DATA SHOWN |

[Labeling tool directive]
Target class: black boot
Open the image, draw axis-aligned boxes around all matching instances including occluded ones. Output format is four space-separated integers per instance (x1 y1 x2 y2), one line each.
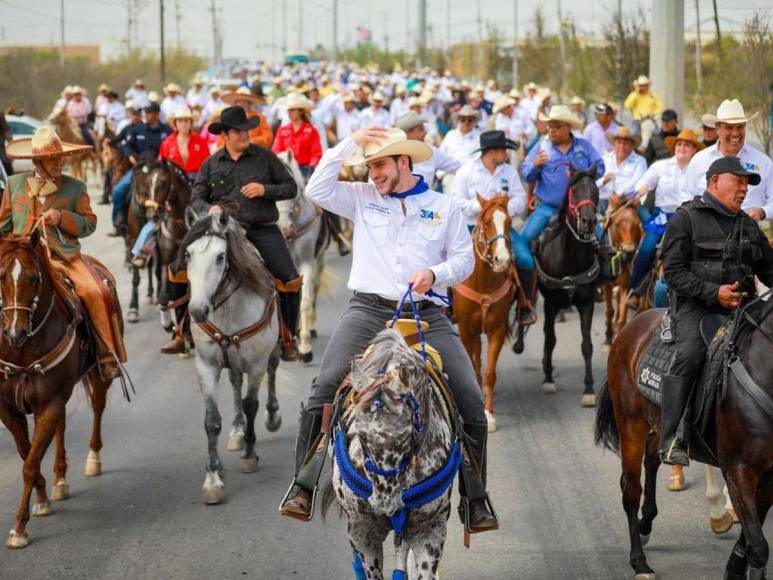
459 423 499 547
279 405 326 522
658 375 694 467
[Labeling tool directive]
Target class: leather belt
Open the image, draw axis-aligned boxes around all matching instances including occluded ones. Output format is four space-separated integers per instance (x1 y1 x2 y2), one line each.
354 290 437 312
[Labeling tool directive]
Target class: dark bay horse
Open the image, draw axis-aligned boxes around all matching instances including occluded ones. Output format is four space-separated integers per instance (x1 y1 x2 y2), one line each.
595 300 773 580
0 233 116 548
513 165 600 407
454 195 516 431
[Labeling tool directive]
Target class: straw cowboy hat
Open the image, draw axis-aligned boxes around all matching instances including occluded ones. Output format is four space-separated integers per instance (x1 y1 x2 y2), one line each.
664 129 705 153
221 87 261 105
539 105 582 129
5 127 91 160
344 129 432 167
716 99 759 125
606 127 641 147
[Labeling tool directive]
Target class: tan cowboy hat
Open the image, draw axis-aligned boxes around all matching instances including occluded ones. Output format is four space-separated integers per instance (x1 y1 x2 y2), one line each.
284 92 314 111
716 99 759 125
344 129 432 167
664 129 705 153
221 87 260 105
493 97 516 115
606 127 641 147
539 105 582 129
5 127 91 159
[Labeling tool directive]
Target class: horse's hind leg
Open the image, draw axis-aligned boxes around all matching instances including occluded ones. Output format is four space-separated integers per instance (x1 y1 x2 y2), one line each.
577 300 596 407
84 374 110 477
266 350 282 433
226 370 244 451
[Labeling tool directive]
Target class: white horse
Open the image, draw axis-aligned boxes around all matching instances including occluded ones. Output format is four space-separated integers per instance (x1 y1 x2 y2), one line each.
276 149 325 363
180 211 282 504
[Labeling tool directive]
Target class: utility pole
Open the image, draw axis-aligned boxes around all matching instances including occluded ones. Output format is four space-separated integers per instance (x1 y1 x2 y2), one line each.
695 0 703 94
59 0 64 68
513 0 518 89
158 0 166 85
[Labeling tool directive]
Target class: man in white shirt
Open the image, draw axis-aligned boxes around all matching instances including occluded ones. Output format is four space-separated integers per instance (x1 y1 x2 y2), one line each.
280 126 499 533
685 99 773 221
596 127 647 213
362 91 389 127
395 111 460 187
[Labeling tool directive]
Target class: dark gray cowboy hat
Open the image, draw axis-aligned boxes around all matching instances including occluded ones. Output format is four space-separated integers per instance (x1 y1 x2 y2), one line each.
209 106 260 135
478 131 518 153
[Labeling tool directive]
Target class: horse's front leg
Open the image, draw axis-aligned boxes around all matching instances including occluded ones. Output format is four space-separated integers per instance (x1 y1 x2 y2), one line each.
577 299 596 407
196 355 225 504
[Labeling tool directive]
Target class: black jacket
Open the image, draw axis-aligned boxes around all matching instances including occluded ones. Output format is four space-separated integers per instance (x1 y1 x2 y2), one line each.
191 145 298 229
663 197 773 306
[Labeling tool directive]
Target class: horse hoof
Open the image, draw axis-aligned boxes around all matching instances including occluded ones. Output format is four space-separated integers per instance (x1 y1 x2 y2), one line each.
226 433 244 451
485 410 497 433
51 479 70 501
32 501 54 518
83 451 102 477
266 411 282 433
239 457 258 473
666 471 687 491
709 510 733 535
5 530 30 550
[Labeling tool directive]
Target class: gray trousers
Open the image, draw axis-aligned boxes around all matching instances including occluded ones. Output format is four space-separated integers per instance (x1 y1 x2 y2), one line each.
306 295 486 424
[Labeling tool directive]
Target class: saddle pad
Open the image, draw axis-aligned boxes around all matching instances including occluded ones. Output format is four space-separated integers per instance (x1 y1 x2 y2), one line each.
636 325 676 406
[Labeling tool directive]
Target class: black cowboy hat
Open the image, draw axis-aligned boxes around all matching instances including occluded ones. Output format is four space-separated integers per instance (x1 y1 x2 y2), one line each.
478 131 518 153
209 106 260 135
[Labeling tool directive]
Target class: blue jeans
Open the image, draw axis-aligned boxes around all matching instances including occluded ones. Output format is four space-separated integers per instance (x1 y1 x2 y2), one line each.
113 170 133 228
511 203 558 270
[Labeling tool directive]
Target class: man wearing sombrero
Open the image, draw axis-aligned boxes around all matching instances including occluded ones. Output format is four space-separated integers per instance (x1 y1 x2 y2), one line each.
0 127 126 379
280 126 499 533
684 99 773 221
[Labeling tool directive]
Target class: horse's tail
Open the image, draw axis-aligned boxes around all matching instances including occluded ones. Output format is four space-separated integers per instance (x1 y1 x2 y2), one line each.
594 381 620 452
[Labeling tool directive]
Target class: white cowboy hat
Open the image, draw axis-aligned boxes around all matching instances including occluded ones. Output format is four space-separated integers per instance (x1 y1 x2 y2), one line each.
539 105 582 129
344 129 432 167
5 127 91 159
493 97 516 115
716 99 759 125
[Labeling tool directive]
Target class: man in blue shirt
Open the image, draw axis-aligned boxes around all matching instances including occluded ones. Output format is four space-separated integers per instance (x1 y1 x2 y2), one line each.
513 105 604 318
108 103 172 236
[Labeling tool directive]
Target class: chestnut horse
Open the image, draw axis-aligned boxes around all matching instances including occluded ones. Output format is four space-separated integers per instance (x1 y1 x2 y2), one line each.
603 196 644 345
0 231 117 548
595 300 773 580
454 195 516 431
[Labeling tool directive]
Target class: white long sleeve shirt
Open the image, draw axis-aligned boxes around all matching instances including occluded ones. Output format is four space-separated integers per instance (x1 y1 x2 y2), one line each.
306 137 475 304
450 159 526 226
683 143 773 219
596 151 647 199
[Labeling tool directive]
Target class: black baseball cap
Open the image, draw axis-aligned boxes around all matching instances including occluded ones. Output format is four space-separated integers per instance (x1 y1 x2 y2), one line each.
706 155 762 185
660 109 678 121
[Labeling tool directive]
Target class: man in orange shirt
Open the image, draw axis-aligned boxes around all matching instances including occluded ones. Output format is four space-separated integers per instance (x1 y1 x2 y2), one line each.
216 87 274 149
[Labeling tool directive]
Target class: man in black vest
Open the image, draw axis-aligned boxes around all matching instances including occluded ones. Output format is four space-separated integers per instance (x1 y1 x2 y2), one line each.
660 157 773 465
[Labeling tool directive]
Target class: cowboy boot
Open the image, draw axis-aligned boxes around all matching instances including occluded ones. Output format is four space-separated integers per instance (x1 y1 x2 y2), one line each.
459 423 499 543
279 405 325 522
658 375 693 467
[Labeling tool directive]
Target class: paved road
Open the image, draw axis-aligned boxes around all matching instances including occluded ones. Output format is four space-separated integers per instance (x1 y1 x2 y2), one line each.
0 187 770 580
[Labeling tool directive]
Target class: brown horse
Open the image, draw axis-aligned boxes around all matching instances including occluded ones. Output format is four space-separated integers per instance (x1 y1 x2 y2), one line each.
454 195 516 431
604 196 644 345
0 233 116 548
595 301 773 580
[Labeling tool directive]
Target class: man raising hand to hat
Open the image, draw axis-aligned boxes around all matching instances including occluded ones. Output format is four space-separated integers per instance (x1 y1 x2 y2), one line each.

TASK REQUIREMENTS |
Report every line of the items above that contains the word "black", matching case exactly.

SOLUTION TO THE EXERCISE |
Target class: black boot
Target class: black jacket
Target class: black cowboy hat
Target class: black baseball cap
Target class: man in black vest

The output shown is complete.